Entries supplied →
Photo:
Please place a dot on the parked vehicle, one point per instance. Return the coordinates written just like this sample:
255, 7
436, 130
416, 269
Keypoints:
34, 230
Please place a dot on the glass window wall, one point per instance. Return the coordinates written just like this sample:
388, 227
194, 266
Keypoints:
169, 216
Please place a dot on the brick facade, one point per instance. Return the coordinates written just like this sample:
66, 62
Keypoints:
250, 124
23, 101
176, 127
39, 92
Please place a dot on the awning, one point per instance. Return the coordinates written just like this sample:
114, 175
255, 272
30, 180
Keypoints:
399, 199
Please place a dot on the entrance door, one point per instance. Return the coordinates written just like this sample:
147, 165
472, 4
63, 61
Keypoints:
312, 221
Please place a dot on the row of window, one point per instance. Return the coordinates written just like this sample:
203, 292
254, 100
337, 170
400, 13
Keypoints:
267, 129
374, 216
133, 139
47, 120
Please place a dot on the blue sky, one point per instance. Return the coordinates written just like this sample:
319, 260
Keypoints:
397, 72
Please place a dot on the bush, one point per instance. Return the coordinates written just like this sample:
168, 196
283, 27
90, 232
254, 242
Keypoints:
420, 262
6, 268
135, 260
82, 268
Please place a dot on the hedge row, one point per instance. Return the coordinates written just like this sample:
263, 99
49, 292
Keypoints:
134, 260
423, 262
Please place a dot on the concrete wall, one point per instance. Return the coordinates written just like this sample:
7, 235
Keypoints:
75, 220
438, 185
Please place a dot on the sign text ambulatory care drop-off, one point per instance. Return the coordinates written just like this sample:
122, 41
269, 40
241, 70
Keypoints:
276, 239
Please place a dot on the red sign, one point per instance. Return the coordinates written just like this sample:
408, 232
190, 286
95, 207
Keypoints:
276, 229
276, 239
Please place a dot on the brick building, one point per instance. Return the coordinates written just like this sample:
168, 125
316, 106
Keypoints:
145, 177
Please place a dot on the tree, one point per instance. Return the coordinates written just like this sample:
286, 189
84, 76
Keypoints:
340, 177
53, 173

Exercise description → Rewrite every record above, swapping "place a dot on" for "mark" wherever it occurs and leaving everything else unchanged.

Exercise solution →
Photo:
Please mark the parked vehicle, one point per instance. Return the coordinates written just like this sample:
255, 7
436, 130
416, 269
Keypoints:
34, 230
Please mark the glass window wall, one point per instance. Return the coordinates written just like this sample:
388, 227
194, 266
Keypoints:
169, 216
Please mark the brick facade, one point per instance. Return the coordinates written just like this sample:
66, 62
Keypoints:
250, 124
23, 101
176, 127
39, 92
Please mark the awning, one point per instance. Return the coordinates written just like this sample:
114, 175
255, 272
30, 180
Keypoints:
399, 199
Please mark the entrance door, one point per instance. Return the coordinates written just like this sample:
147, 165
472, 4
63, 61
Keypoints:
312, 221
Please mark the row of window, one point per instance. Return the coordinates written just like this sample:
203, 292
254, 100
337, 170
400, 13
Keypoints:
267, 129
374, 216
133, 139
47, 120
Please mark the blue sky, one point per instance. Return the coordinates written just like this sample:
319, 260
Keypoints:
397, 72
Please mark the bush, one point per instance. Return the coordinates written just like this sample:
168, 196
283, 27
90, 232
254, 242
Keypoints:
420, 262
6, 268
135, 260
82, 268
Please mark the hedge row, one point per instance. Return the coordinates written just like this sample:
263, 99
49, 292
Keypoints:
134, 260
423, 262
Please mark the concrete wall, one point per instance. Return the coordinates written just like this sample:
7, 235
Keypoints:
75, 220
438, 185
Please mark the sign text ambulatory care drop-off, one point per instance. Return the coordinates written just like this sample:
122, 41
269, 40
241, 70
Keypoints:
276, 239
Please mark the red sign, one point per instance. Return the coordinates written just like this sample:
408, 232
190, 286
95, 207
Keypoints:
276, 229
276, 239
Please mark the brick building, one point per instance. Return the coordinates written just like this sample:
168, 125
316, 106
Keypoints:
145, 177
Please mark the tree, one point per instance. Return the coordinates written just like this sample:
286, 189
84, 76
Keypoints:
340, 177
53, 173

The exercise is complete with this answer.